◆ Work required
Pick up the text below on generating binary numbers with a queue, and continue it from its final line.

[Text Boundary: Start]

Generate binary numbers using a queue

Problem

Generate binary numbers from 1 to any given number, “n”, using a queue.

Function Signature

List<string> GenerateBinaryNumber(int n)

Example Input and Output

n = 1 => (1)

n = 3 => ( 1, 10, 11)

Problem Solving Strategy

Assuming you’ve never encountered this problem before and don’t have much experience using stacks and queues, try to discover a pattern. The first step of discovering a pattern is to write down a few sample inputs and outputs.

Decimal : 1        2         3        4          5

Binary :    1       10       11     1000      101

If you notice carefully, you’ll see that 2 is formed by appending a “0” to the previous number , “1”. And 3 is formed by appending a “1” to the previous previous number, 1. Similarly, 4 is formed by appending a “0” to 3 (“11”) and 5 is formed by appending a “1” to 3.

So could it be that if we keep on adding a “0” and “1” to the previously generated binary number, we can create this pattern ? Yes ! Let’s visualize how this will work with a Queue.

Visualize the Solution

We’ll use a queue to generate the numbers and a list(or array) to store the results.

So, after working through a graphic example, seems like this’ll work – so let’s formalize the algorithm

Algorithm

1. Create an empty Queue – this will be used to generate the binary numbers
2. Create an empty List/ Array – this will be used to hold the results , i.e, the list of generated binary numbers till n
3. Enqueue “1” in the queue
4. Generate the binary numbers inside a loop that runs till “n” binary numbers has been added to the list. Here’s what happens inside the loop:
   • Remove an element from the queue – call this “X”

[Text Boundary: End]
[Data to examine Boundary: Start]

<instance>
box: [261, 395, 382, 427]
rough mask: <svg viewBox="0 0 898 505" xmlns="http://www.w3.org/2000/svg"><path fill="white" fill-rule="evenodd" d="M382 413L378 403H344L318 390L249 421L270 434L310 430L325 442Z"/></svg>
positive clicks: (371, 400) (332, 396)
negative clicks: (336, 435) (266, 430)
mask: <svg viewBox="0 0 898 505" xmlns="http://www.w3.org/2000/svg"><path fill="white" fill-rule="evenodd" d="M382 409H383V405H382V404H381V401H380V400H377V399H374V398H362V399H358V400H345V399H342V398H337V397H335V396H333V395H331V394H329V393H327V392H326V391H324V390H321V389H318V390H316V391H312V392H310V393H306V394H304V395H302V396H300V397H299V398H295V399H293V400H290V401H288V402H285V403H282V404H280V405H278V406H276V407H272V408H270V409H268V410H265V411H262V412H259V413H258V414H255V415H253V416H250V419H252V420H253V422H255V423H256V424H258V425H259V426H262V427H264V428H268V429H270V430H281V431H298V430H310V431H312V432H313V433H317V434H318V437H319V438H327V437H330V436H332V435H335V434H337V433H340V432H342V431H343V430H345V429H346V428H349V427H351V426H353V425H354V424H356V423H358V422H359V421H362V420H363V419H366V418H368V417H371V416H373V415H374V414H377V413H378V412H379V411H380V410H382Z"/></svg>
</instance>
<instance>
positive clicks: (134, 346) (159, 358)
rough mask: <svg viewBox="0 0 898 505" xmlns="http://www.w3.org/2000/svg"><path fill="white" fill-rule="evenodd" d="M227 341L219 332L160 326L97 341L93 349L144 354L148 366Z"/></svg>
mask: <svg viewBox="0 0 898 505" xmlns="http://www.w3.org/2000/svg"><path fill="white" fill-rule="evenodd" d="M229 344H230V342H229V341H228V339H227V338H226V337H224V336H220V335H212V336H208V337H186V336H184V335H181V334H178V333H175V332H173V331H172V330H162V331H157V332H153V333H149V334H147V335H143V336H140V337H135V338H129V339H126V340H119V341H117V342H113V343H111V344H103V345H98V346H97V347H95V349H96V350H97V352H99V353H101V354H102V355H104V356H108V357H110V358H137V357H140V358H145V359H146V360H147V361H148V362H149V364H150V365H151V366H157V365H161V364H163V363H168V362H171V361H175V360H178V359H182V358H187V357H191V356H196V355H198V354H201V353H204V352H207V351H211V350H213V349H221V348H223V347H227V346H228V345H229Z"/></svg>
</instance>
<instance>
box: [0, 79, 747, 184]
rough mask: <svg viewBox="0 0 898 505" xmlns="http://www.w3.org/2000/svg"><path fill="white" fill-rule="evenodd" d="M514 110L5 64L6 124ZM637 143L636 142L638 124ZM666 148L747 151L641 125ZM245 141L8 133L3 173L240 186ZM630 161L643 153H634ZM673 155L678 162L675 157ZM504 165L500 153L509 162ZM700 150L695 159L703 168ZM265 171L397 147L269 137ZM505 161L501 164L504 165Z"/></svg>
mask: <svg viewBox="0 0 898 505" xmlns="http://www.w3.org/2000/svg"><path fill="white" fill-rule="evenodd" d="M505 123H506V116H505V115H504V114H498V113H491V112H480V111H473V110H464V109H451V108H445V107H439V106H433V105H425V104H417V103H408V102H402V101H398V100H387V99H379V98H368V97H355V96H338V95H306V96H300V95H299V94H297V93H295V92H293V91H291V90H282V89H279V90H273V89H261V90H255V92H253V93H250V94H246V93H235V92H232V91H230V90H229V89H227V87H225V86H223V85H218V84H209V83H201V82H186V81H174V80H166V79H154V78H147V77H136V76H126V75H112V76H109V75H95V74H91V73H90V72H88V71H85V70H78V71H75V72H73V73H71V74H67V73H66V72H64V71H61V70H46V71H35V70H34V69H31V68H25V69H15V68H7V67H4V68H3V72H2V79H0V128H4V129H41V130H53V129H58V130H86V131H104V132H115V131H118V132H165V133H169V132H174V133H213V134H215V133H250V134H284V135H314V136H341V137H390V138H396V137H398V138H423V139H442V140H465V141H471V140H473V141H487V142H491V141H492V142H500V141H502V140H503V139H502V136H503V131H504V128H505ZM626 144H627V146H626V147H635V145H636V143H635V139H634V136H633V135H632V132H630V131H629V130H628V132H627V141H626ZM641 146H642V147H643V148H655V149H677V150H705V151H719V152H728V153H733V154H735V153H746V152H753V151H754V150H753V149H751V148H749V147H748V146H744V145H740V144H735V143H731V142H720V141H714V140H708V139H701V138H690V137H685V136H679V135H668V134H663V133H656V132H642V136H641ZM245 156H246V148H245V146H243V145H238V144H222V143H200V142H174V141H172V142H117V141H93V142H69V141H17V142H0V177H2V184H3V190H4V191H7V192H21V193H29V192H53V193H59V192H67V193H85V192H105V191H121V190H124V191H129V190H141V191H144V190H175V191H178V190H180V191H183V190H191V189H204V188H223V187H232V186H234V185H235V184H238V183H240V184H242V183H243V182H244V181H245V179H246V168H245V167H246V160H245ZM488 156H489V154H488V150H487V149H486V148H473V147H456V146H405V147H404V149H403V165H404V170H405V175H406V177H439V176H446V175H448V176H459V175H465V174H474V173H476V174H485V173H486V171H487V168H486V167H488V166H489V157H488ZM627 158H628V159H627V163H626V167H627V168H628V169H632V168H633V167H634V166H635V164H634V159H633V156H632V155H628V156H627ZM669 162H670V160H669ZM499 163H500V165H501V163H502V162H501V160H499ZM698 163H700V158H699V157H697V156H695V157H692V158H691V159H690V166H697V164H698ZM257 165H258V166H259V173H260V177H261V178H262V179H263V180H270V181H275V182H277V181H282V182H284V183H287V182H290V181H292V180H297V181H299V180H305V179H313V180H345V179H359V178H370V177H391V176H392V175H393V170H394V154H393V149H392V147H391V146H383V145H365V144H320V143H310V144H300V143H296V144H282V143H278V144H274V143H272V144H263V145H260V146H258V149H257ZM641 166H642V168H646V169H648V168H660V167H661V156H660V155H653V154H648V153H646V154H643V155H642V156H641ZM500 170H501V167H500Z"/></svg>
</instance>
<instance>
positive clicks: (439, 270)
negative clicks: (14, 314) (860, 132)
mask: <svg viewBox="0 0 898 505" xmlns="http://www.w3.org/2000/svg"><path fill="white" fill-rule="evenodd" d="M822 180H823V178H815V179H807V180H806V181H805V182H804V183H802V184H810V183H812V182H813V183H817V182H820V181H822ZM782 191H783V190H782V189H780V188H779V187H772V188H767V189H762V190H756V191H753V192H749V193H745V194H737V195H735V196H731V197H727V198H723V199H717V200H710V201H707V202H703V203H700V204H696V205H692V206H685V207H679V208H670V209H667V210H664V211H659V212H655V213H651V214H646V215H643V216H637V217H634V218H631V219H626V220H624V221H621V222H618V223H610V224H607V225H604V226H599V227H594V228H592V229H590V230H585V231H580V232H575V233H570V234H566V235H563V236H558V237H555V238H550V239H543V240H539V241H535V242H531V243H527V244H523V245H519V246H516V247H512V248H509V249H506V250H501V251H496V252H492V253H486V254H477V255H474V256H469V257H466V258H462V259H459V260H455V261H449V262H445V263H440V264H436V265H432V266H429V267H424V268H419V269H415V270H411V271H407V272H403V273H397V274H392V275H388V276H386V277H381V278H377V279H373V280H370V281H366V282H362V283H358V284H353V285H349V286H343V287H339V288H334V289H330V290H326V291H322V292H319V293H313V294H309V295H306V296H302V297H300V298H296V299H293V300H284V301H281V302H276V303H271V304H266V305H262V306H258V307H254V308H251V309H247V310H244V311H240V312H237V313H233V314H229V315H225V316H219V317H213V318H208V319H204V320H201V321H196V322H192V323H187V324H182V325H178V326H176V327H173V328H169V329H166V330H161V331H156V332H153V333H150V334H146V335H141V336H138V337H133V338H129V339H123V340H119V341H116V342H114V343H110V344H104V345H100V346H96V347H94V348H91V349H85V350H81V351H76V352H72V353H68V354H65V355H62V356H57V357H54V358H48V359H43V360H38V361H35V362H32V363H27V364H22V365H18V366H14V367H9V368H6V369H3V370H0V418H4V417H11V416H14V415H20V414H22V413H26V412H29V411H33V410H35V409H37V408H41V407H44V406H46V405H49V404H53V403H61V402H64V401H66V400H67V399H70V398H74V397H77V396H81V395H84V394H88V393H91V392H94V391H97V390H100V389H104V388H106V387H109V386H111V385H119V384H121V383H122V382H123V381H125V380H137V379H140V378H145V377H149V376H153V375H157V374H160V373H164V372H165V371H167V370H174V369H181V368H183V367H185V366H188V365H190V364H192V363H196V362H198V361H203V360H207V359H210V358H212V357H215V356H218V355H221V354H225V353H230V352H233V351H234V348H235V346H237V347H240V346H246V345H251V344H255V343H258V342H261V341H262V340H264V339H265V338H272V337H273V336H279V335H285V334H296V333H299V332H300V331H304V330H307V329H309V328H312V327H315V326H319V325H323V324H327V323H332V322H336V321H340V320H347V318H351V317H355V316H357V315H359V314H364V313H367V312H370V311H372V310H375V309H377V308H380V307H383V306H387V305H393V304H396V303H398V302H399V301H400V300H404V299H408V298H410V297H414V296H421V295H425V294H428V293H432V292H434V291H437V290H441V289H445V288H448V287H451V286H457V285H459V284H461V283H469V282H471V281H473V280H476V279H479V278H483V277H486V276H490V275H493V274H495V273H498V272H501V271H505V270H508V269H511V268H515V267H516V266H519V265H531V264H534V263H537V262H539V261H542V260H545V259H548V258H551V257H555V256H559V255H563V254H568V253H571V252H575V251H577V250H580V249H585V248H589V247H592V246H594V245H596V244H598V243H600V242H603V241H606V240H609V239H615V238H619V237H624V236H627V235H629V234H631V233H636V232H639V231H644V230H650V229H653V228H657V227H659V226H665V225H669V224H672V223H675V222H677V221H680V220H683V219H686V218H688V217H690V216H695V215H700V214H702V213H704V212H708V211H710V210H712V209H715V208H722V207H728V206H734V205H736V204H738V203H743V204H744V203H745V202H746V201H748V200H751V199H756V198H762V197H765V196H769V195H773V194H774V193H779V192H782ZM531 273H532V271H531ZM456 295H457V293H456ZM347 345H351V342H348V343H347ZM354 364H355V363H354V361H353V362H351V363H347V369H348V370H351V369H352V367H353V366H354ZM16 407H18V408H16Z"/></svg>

[Data to examine Boundary: End]

◆ Exercise answer
   • Generate the next two binary numbers by adding a “0” and “1” to “X” respectively. The two new binary numbers thus generated are “X0” and “X1”
   • Enqueue “X0” and “X1” into the queue
   • Add “X” to the result list

Note: Once “n” elements have been added to the list, the loop terminates. At this point, there might be more elements left in the queue which will not be added to the results list ( since we only need n elements). But that is fine.

C# Implementation

using System;
using System.Collections.Generic;

namespace StacksNQueues
{
    public class GenerateBinaryNumbers
    {
        public static List<string> GenerateBinaryNumber(int n)
        {
            Queue<string> binaryGenerationQueue = new Queue<string>();
            List<string> results = new List<string>();

            binaryGenerationQueue.Enqueue("1");
            
            while(n!=0)
            {
                string current = binaryGenerationQueue.Dequeue();
                results.Add(current);

                string appendZero = current + "0";
                string appendOne = current + "1";

                binaryGenerationQueue.Enqueue(appendZero);
                binaryGenerationQueue.Enqueue(appendOne);

                n--;
            }
            return results;
        }
    }
}

And here’s the test program

using System;
using System.Collections.Generic;

namespace StacksNQueues
{
    class Program
    {
        static void Main(string[] args)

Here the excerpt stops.